═══ 正文部分 ═══

尽管曾国藩自晚清以来被树为圣人,但他的个性是存在巨大缺陷的,尤其在对于左宗棠的态度上。这方面的内容并没有讲完,随着叙述的深入,后面还有。
楼主:平湖月满  时间:2010-10-05 18:13:19
[续前]
但是,皇帝的御旨是不能置之不理的,该怎么办呢?当时的骆、左两人采取了拖延的对策,声称左宗棠打算参加会试,既然参加北京的会试,朝廷就完全有充分的主动权对这一人才进行考核、决定取舍,当然也就不会提出异议,硬要左宗棠立刻启程,前往北京报到了。但是,湖南方面的话又说得很活:一是要等到本省军务告竣,二是要等到会试之年,由于当年刚刚结束了一次会试,那么,至少还有三年可以拖延,这样就把赴京问题敷衍了过去。

═══ 记录信息 ═══

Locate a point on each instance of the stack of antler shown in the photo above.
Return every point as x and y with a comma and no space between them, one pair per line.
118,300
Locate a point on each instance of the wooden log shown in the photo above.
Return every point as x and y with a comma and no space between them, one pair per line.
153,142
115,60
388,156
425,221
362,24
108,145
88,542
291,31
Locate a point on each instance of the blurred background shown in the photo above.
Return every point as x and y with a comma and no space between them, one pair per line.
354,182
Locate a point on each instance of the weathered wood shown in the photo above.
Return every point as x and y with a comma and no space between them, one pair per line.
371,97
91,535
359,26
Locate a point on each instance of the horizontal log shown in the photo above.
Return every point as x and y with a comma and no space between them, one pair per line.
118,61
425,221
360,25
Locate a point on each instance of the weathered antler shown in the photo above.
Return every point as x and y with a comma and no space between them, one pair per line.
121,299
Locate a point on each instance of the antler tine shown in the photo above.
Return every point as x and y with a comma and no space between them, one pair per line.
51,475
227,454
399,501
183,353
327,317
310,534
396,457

═══
═══ 记录信息 ═══

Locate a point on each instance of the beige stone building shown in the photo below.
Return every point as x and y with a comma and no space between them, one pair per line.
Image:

═══
═══ 记录信息 ═══

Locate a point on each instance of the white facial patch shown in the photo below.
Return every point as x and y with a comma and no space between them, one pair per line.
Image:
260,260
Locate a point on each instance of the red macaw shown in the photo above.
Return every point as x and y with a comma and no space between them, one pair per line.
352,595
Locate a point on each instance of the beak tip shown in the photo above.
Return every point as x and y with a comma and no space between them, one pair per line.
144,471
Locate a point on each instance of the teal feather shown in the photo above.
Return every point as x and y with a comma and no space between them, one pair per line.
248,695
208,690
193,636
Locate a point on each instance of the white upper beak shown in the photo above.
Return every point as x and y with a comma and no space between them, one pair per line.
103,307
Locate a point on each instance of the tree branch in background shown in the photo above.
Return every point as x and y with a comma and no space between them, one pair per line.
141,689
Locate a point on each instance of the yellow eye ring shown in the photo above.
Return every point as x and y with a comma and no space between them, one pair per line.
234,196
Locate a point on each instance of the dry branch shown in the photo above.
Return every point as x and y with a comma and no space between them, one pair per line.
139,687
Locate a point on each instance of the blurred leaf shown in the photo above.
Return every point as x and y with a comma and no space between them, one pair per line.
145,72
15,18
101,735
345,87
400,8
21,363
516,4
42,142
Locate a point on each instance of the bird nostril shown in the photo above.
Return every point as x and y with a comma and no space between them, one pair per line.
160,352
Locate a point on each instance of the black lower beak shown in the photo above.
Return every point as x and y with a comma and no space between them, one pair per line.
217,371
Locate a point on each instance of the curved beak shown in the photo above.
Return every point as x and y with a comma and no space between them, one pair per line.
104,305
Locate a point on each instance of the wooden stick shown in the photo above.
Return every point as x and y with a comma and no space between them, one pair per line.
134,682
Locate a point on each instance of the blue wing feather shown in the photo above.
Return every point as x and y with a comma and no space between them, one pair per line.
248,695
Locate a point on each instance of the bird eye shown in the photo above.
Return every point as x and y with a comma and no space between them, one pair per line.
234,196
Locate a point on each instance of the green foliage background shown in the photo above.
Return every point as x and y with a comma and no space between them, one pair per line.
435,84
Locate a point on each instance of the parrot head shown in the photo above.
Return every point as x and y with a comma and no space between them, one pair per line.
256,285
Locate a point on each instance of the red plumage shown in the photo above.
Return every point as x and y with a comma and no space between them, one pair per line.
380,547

═══

» 待办任务:
[1] 根据正文回答:
(a) 发帖楼主的署名是什么?
(b) 面对皇帝的御旨,骆、左两人采取了什么对策?
(c) 湖南方面提出要等到哪两件事之后再说?
[2] 原样抄录正文中从“楼主:平湖月满  时间:2010-10-05 18:13:19”起至“这样就把赴京问题敷衍了过去。”止的那一段。

» 逐题答案:
[1]
(a) 平湖月满
(b) 拖延的对策,声称左宗棠打算参加会试
(c) 一是本省军务告竣,二是会试之年

[2]
楼主:平湖月满  时间:2010-10-05 18:13:19
[续前]
但是,皇帝的御旨是不能置之不理的,该怎么办呢?当时的骆、左两人采取了拖延的对策,声称左宗棠打算参加会试,既然参加北京的会试,朝廷就完全有充分的主动权对这一人才进行考核、决定取舍,当然也就不会提出异议,硬要左宗棠立刻启程,前往北京报到了。但是,湖南方面的话又说得很活:一是要等到本省军务告竣,二是要等到会试之年,由于当年刚刚结束了一次会试,那么,至少还有三年可以拖延,这样就把赴京问题敷衍了过去。